Selected excerpt =

****

Numeral 106 represents an A/D converter. The A/D converter 106 converts an analog electrical signal output from the photoelectric converting unit 105 into a digital electrical signal. When the A/D converter 106 converts an electrical signal from the photoelectric converting unit 105 into a digital signal, a binary signal formed of a bar-code 101, which includes a black level signal corresponding to a black bar and a white level signal corresponding to a white bar, is obtained.
Numeral 107 represents a bar-width counter. The barwidth counter 107 counts the time width of a black level signal and the time width of a white level signal output from the A/D converter 106, based on clock signals produced by the clock generator 108. The time width of the black level signal corresponds to the width of a black bar while the time width of the white level signal corresponds to the width of a white bar.
Numeral 109 is a memory. The memory 109 stores a count value output from a bar-width counter, or bar-width data. The CPU 110 receives the count value to demodulate bar-code data.
Formerly, the He-Ne gas laser has been used as a laser light source. Recently small bar-code readers have been demanded. However, since the gas laser is bulky, it has been difficult to bring the bar-code reader to a small size. Hence semiconductor lasers are being preferably used as laser light sources. There is a problem in that although the semiconductor laser, smaller than the gas laser, provides low power consumption, but it has a shorter service life.
In operation of the bar-code reader employing a semiconductor laser, various methods have been tried to prolong the effective service life of the laser light source.
In an example of a bar-code reader, the laser light source is turned off when the bar-code 101 is not read for a predetermined period and it is reactivated when the bar-code is read again. Means in which an operator controls a switch to activate and cut off a laser light source is used as the reactivating means.
However, such a method has a disadvantage in that because an operator must operate the laser light source to light it on, the good reading operability is not obtained.
As another method, it has been considered to prepare a different light source such as LED in the bar-code reader, in addition to the laser light source. In this method, it is investigated whether the sensor detects light reflected on an approaching article, with the LED emitting. Activating or deactivating the laser light source is controlled based on the presence or absence of the reflected light.
However, the position where the LED is mounted on the bar-code reader is limited. Even if the semiconductor laser is turned off, the LED continues its lighting operation, thus consuming its electric power. The continuous lighting shortens the operational life of the LED, thus causing replacing frequently LEDs. In consideration of such a problem, there is a possibility that employing the LED leads to the higher cost than that of the general bar-code reader.
As a further different method, Japanese Patent Laid-open Publication (TOKKAIHEI) No. 5-55555 discloses the following art.

****

Dataset excerpt =
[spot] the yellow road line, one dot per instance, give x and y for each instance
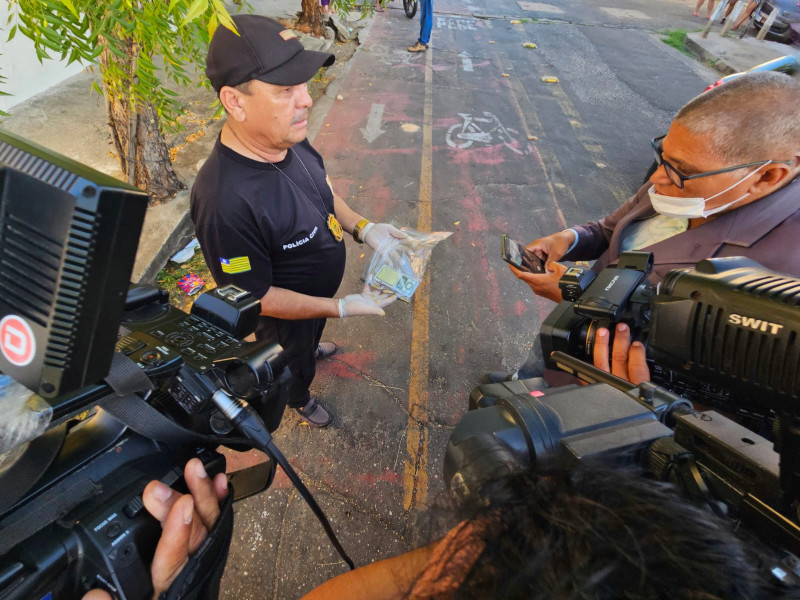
(415, 478)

****

To do =
**a)** Answer these from the bar-code reader text:
(i) What does the bar-width counter 107 base its counts on?
(ii) What does the CPU 110 receive to demodulate bar-code data?
(iii) Why was it difficult to make the bar-code reader small when the He-Ne gas laser was used?
**b)** List every reference number in the bar-code reader text, each with the thing it labels.
The data stands apart from the bar-code reader text.

Answers per task =
**a)**
(i) Clock signals produced by the clock generator 108.
(ii) The count value.
(iii) The gas laser is bulky.

**b)**
101: bar-code
105: photoelectric converting unit
106: A/D converter
107: bar-width counter
108: clock generator
109: memory
110: CPU